Problem to solve: Using the entries below, return word for word the lines from the one containing "Return the segmentation of every instance of the <item>clear" up to and including the last.

Information provided:
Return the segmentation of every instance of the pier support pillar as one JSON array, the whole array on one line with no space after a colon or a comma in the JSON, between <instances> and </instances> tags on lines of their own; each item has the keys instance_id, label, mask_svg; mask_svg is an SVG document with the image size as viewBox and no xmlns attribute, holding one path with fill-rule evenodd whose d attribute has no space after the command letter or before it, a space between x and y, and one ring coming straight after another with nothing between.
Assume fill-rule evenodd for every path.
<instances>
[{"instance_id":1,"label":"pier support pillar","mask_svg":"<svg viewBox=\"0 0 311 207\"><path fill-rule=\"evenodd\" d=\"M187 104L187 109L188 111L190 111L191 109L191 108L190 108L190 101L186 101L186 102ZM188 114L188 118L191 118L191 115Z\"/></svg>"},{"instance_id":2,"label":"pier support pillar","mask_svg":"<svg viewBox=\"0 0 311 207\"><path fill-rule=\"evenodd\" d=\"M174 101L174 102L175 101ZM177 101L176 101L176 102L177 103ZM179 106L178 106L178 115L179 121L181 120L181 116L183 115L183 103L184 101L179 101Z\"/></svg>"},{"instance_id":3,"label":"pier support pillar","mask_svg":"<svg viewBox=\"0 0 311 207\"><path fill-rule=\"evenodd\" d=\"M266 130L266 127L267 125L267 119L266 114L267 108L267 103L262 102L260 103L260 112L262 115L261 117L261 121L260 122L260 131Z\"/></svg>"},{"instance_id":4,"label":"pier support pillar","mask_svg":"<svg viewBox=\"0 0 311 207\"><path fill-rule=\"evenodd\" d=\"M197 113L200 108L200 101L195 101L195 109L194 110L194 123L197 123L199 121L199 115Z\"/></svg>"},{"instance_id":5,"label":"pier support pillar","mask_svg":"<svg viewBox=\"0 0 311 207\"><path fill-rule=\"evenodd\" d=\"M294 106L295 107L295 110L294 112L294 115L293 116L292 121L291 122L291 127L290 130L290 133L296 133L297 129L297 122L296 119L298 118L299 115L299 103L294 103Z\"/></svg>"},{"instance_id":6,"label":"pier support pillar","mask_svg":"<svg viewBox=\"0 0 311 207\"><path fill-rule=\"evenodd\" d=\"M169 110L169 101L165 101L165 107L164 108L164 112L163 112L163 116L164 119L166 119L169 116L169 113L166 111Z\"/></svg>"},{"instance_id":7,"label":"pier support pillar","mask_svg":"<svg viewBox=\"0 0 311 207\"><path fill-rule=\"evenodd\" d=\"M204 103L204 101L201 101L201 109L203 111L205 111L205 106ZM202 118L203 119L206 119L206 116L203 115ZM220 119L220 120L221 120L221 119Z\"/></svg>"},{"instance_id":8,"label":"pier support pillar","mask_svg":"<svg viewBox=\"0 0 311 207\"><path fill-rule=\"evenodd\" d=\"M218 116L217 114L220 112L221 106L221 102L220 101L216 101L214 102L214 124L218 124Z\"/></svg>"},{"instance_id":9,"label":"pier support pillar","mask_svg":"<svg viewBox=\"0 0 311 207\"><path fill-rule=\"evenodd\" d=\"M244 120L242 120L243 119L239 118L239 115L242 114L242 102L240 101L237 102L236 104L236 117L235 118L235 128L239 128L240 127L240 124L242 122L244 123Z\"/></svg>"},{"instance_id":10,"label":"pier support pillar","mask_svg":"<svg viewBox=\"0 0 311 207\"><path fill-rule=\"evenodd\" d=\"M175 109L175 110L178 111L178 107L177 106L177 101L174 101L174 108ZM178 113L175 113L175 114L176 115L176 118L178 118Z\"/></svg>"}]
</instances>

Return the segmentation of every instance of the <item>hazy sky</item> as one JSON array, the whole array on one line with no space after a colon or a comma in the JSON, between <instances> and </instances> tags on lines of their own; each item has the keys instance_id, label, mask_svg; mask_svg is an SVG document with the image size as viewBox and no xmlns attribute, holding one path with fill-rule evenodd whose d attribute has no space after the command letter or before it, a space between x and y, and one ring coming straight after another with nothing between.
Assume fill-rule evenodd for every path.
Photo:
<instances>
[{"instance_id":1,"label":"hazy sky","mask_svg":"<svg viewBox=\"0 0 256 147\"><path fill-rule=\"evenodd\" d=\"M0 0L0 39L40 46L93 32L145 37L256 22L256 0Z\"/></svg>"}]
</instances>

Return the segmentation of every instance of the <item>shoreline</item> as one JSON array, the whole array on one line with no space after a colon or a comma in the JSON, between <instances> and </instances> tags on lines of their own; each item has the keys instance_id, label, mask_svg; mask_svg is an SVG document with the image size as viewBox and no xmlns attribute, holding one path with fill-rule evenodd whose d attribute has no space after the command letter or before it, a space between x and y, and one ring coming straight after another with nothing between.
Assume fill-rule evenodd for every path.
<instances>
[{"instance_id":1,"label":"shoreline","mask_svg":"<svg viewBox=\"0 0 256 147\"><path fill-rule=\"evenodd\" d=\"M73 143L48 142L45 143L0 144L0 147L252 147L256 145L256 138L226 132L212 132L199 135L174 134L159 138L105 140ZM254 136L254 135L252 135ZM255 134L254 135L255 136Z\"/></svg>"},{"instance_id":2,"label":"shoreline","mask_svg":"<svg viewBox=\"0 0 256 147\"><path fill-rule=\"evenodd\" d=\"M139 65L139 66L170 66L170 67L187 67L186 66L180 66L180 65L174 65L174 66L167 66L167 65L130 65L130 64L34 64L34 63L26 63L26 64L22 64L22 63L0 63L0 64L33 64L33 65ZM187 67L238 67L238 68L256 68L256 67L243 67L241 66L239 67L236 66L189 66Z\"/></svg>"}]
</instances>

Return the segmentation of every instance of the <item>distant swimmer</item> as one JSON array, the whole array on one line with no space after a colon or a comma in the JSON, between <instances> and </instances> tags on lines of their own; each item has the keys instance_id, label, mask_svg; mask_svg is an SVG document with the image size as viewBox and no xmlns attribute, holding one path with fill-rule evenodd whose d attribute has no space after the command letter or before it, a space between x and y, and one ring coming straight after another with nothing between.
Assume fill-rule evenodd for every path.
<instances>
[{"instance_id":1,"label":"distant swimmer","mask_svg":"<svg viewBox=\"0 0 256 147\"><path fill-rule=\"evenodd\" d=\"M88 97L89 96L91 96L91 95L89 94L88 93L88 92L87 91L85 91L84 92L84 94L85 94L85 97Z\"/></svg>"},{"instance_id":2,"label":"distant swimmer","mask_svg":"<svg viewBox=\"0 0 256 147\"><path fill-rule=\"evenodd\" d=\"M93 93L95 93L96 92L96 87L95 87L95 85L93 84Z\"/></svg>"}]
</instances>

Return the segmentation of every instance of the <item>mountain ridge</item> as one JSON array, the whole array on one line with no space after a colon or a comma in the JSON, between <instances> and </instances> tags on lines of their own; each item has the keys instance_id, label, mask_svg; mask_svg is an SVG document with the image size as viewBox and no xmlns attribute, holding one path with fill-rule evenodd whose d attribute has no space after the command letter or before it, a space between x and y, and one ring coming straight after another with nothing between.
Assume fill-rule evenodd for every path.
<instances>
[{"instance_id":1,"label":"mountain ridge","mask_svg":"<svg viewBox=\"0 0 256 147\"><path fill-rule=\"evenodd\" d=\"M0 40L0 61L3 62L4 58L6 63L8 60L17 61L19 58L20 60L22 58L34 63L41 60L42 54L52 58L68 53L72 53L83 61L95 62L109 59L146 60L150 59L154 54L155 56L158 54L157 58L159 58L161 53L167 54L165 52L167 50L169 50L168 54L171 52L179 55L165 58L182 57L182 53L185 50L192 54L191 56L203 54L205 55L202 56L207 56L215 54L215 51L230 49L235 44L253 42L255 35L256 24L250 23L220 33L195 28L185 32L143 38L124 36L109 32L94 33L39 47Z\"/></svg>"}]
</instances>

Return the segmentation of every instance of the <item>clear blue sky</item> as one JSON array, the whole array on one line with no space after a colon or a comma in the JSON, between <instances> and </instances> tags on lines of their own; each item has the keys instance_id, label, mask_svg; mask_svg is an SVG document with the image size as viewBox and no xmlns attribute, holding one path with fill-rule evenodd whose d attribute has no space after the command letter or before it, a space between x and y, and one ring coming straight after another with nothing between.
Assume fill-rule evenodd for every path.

Result of this exercise:
Return the segmentation of every instance of the <item>clear blue sky</item> as one JSON array, the whole array on one line with no space after a colon or a comma in the JSON, between <instances> and </instances> tags on lines of their own; each item has the keys instance_id, label, mask_svg; mask_svg is an SVG document with the image size as viewBox and no xmlns attribute, holding one path with fill-rule evenodd whose d attribute has no space after the command letter or before it, a space between x and y, and one ring coming straight after another with nothing between.
Assume fill-rule evenodd for every path.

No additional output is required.